Reproduce the lines below word for word, leaving out the pictures.

Begin

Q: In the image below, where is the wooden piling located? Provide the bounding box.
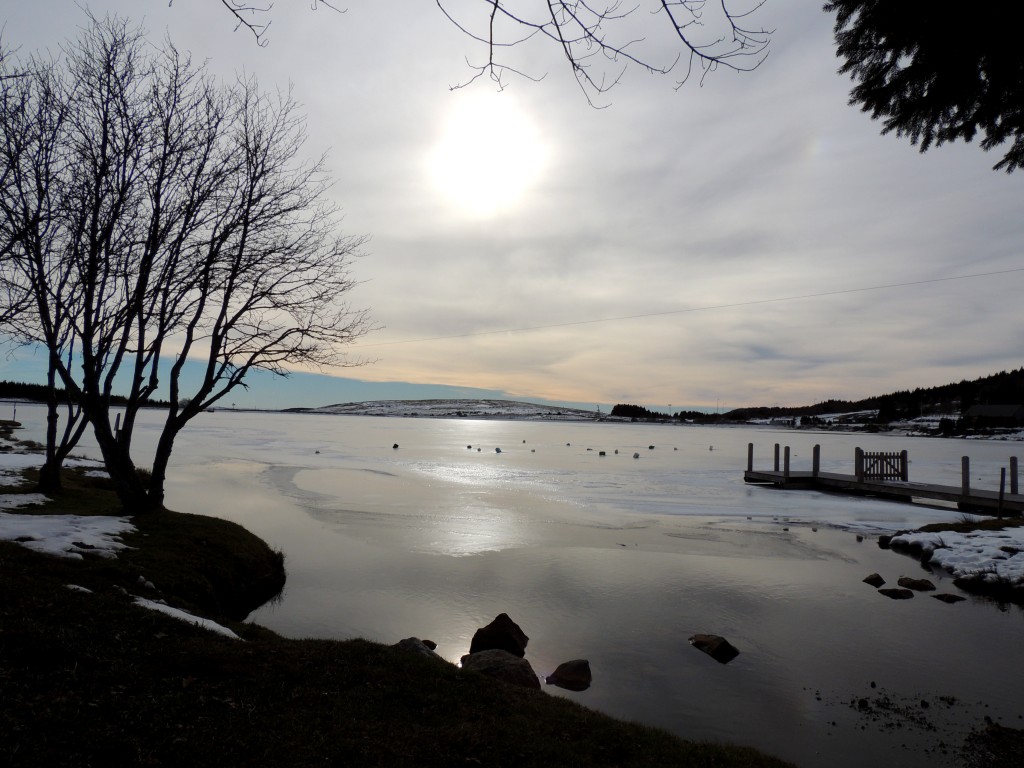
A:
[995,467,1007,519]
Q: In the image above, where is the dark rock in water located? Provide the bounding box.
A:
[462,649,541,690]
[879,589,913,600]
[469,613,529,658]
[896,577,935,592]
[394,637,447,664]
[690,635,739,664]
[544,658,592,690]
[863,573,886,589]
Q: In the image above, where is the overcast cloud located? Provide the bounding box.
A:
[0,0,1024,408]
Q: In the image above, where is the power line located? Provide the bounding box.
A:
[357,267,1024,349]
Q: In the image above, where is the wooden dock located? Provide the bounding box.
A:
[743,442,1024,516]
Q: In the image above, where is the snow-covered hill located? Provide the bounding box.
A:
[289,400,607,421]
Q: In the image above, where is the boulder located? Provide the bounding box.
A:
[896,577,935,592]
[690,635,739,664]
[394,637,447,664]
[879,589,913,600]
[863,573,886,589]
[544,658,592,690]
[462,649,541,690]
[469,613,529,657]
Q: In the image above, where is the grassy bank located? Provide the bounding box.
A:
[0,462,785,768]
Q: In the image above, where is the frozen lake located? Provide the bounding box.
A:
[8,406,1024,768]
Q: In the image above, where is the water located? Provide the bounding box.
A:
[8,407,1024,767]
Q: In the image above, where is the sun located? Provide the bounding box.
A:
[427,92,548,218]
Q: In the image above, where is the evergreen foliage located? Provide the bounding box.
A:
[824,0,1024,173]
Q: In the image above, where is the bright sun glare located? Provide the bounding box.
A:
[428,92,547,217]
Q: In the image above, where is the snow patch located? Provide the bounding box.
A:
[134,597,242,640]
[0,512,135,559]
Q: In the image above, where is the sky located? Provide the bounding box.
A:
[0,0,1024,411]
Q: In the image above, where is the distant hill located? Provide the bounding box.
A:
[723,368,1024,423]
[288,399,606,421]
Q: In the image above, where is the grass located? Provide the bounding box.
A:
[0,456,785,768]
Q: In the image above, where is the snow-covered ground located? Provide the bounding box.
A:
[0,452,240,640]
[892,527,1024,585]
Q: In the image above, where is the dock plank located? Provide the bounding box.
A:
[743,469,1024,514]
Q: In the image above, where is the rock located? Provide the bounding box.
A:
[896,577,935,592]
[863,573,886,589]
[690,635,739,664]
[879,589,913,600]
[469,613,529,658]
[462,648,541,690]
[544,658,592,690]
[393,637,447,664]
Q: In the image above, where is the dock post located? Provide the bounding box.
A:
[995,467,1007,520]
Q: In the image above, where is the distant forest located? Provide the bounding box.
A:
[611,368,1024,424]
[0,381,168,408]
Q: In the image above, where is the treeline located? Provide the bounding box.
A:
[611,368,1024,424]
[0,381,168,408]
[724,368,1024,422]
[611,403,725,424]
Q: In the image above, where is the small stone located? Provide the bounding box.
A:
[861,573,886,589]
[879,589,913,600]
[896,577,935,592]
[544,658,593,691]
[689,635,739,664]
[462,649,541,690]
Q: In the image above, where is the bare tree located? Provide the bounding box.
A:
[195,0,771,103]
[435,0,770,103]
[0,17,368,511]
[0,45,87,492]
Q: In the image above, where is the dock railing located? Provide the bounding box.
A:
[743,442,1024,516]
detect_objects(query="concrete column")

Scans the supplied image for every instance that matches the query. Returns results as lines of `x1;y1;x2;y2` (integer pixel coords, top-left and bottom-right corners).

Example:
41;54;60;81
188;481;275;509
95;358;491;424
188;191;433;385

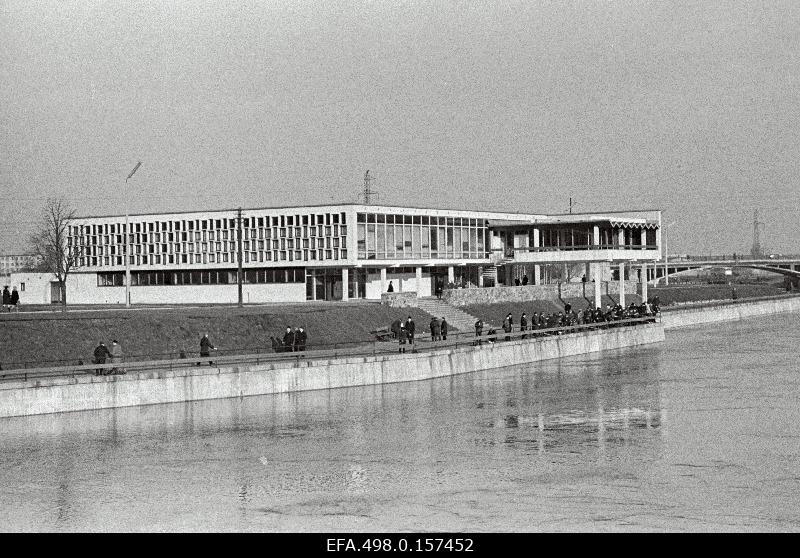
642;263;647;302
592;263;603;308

End

== Written solution ==
Q: In the image below, where is the wooden piling located? Provide the bounding box.
A:
[995,467,1007,519]
Q: In the image above, where is the dark rock in water located? Provide the bounding box.
A:
[462,649,541,690]
[879,589,913,600]
[469,613,529,658]
[896,577,935,592]
[394,637,447,664]
[690,635,739,664]
[544,658,592,690]
[863,573,886,589]
Q: In the image above, where is the overcast cloud located? Provide the bounding box.
A:
[0,0,1024,408]
Q: In the image above, where is the power line located? Provide the bounding box.
A:
[357,267,1024,349]
Q: In the image above, where is the wooden dock located? Provide the bounding box.
A:
[743,442,1024,516]
Q: In the image above, where is the snow-covered hill located? Provide the bounding box.
A:
[289,400,607,421]
Q: In the image above, where is the boulder located? Provide the bounding box.
A:
[896,577,935,592]
[690,635,739,664]
[394,637,447,664]
[879,589,913,600]
[863,573,886,589]
[544,658,592,690]
[462,649,541,690]
[469,613,529,657]
Q: In the image above, where is the grassy bank located? Provide the bounding box.
A:
[0,462,785,768]
Q: In the image above, where is the frozen lake located? Provide the bounding box.
A:
[8,406,1024,768]
Q: In the image above, where is the water located? Provide the bounding box.
A:
[8,407,1024,767]
Q: In the image above, where is the sun located? Provide the bounding box.
A:
[427,92,548,218]
Q: In the image above, where is the evergreen foliage located? Provide the bounding box.
A:
[824,0,1024,173]
Q: In the image above, where is the bright sun glare located? Provide the bounding box.
A:
[428,92,547,217]
Q: In the image above, where is the snow patch located? Provide the bounding box.
A:
[134,597,242,640]
[0,512,135,559]
Q: In the image above, where is the sky located? Provide the bounding box.
A:
[0,0,1024,411]
Q: In the image above, where is the distant hill located? Provide the bounding box.
A:
[723,368,1024,423]
[288,399,606,421]
Q: In the image above, where is the grass located? Provide the bounding box.
A:
[0,456,785,768]
Q: In the image above, where is the snow-covered ground located? Provide the bounding box.
A:
[0,452,240,640]
[892,527,1024,585]
Q: In the image above, where is the dock plank located? Provide the bounding box.
A:
[743,469,1024,514]
Q: In the image above, where is the rock located? Provide the bounding box.
A:
[896,577,935,592]
[863,573,886,589]
[690,635,739,664]
[879,589,913,600]
[469,613,529,658]
[462,648,541,690]
[544,658,592,690]
[393,637,447,664]
Q: In the image above, where is the dock post located? Provide the bounding box.
A:
[995,467,1007,520]
Q: In the image above, where is the distant forest located? Provide the bounding box.
A:
[611,368,1024,424]
[0,381,168,408]
Q: In the image above, where is the treeline located? Provide the bounding box.
A:
[611,368,1024,424]
[0,381,168,408]
[724,368,1024,422]
[611,403,725,424]
Q: In the image above, where is the small stone located? Provide the bounding box.
A:
[861,573,886,589]
[879,589,913,600]
[896,577,935,592]
[544,658,593,691]
[689,635,739,664]
[462,649,541,690]
Q: In the image above, where is the bare tree located? Provide the bounding box.
A:
[195,0,771,103]
[435,0,770,103]
[0,17,368,511]
[0,45,87,492]
Q: In the image above, where is the dock railing located? Provide the bounding box.
A:
[743,442,1024,516]
detect_objects(query="concrete column")

Scans the supplied image for every instance that matches the query. Returns results as lines of `x1;y1;x2;y2` (integer pixel coords, top-left and bottom-right corners).

Example:
41;54;60;81
188;481;275;509
95;358;491;424
188;191;433;385

642;263;647;302
592;263;603;308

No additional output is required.